[Object pointing dataset entries]
....

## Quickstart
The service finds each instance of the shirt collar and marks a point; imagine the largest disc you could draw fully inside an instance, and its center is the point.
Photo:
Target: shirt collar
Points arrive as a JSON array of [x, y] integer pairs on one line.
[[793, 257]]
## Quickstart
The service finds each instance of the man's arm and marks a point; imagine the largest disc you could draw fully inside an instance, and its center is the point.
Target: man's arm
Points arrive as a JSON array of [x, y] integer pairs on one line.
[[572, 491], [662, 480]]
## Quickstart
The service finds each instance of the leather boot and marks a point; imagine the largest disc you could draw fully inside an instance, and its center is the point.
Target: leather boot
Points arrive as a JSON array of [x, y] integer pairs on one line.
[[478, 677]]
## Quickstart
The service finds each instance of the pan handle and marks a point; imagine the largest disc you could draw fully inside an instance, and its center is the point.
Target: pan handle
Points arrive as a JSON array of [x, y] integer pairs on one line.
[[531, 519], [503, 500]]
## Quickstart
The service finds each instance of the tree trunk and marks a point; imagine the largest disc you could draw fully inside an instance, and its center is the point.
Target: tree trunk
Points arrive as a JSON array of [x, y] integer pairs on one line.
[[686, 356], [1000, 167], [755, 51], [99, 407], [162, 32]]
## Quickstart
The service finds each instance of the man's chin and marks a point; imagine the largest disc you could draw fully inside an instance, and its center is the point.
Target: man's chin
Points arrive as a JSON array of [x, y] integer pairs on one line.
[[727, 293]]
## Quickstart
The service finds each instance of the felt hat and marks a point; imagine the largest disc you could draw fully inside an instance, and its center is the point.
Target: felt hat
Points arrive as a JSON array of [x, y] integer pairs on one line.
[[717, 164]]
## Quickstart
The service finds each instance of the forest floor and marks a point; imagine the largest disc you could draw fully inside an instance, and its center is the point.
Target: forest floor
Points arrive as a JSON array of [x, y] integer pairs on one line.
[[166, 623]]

....

• PROBLEM STATEMENT
Reproduce the entries from the start through the line containing "[[478, 677]]", with each request included, after multiplying every x and y point coordinate in the answers by 1.7 and rounding to the nearest whole number, with halves rounded up. Leave all numbers in the requests and format descriptions unchanged.

• SOLUTION FOR THIS EXERCISE
## Quickstart
The service finds each instance of the shirt collar and marks a point; imagine the largest disc you could draw fully inside an instance, and its center is the point.
Photo:
Target: shirt collar
Points arrive as a JSON array of [x, y] integer pairs on one line.
[[1348, 437]]
## Quickstart
The service finds each instance of the man's arm and marks a point; imagine the largest disc you could draw fully inside an instance, and its center is the point.
Target: man's arm
Points arrive as a JSON array of [x, y] integer pairs on one line.
[[972, 835], [1125, 816]]
## Quickstart
The service finds each instance of the leather boot and marks a point; imagine the largest disc you could draw fully inside an instance, and its center is the point.
Target: leather boot
Points arrive as a JSON array of [x, y] integer pairs on one line.
[[813, 1151]]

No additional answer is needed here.